### Excerpt
- Born: December 16, 1994 (age 30) Volketswil, Switzerland
- Height: 5 ft 10 in (178 cm)
- Weight: 185 lb (84 kg; 13 st 3 lb)
- Position: Goaltender
- Catches: Left
- NL team Former teams: SC Rapperswil-Jona Lakers ZSC Lions HC Fribourg-Gottéron
- National team: Switzerland
- NHL draft: Undrafted
- Playing career: 2012–present

= Melvin Nyffeler =

Swiss ice hockey player

Melvin Nyffeler is a Swiss professional ice hockey goaltender who is currently playing with the SC Rapperswil-Jona Lakers of the National League (NL). He previously played with the ZSC Lions and with HC Fribourg-Gottéron of the National League (NL).

==Playing career==
Nyffeler made his professional debut with the GCK Lions in the Swiss League (SL) during the 2012/13 season. He made his National League debut with the ZSC Lions during the 2013–14 season.

### Source data
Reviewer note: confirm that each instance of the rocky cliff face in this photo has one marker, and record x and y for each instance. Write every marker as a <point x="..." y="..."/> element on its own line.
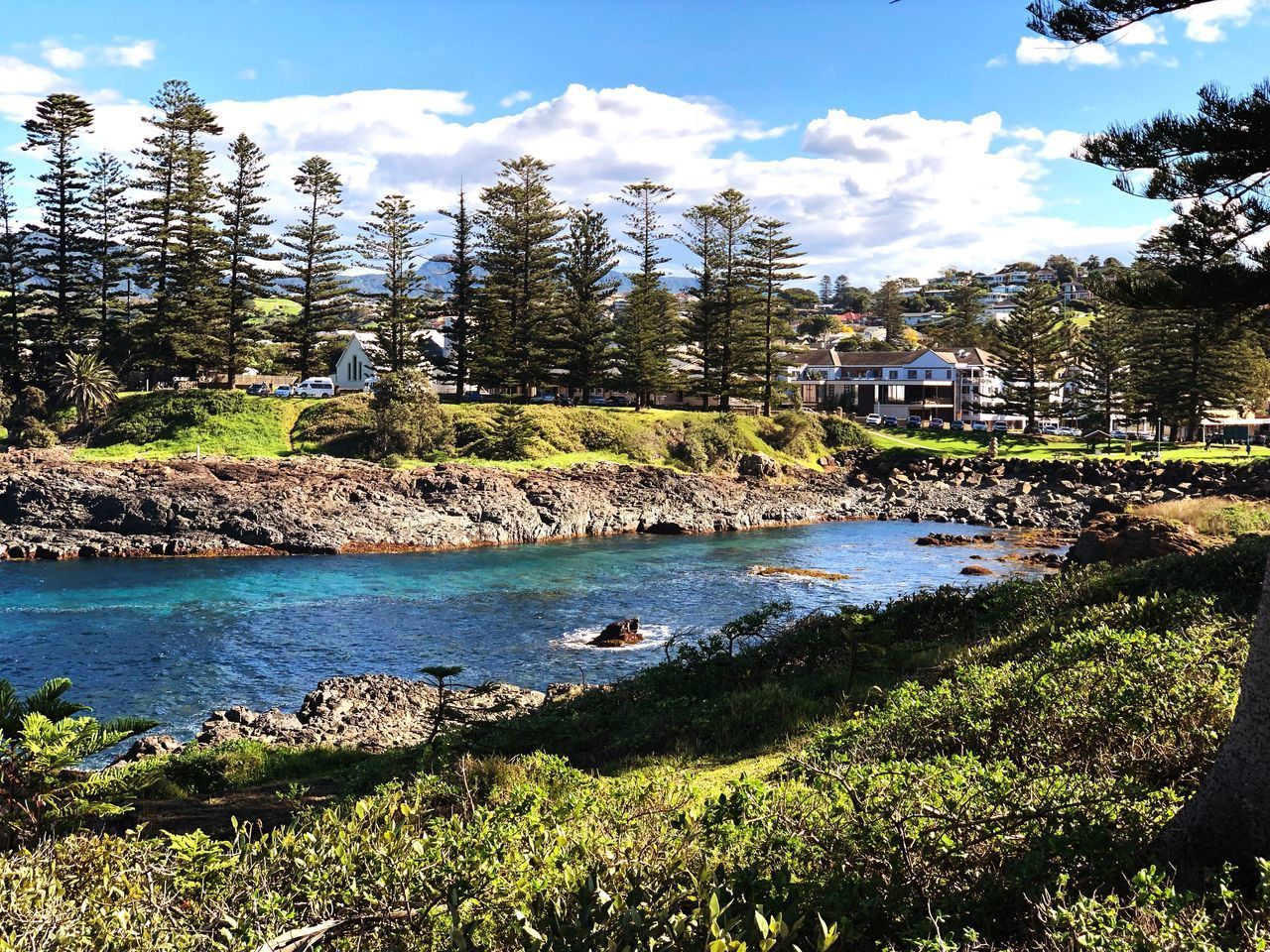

### Written instruction 1
In the Melvin Nyffeler article, rewrite the passage between "Melvin Nyffeler is" and "Fribourg-Gottéron of the National League (NL).", inclusive, substituting "goalie" for "goaltender".
### Written instruction 2
According to the Melvin Nyffeler article, which team did Nyffeler make his professional debut with, and in which league?
### Written instruction 3
Continue the Melvin Nyffeler article from its last sentence.

### Exercise output 1
Melvin Nyffeler is a Swiss professional ice hockey goalie who is currently playing with the SC Rapperswil-Jona Lakers of the National League (NL). He previously played with the ZSC Lions and with HC Fribourg-Gottéron of the National League (NL).

### Exercise output 2
The GCK Lions, in the Swiss League (SL).

### Exercise output 3
On January 27, 2014, Nyffeler was signed to a three-year contract by Genève-Servette HC. The deal fell through and on June 16, 2014, Nyffeler eventually signed a one-year contract with HC Fribourg-Gottéron for the 2014–15 season. Nyffeler spent the next two seasons under contract with EHC Kloten of the NL but mostly played on loan with the SC Rapperswil-Jona Lakers of the SL. He was the starting goaltender for the 2017/18 season with the Lakers, helping the team gain promotion to the NL in April 2018. On October 10, 2018, Nyffeler was signed to a two-year contract extension with the Lakers to be their number one goalie in the NL.

==International play==
Nyffeler made his debut with the Switzerland men's national team in December 2019.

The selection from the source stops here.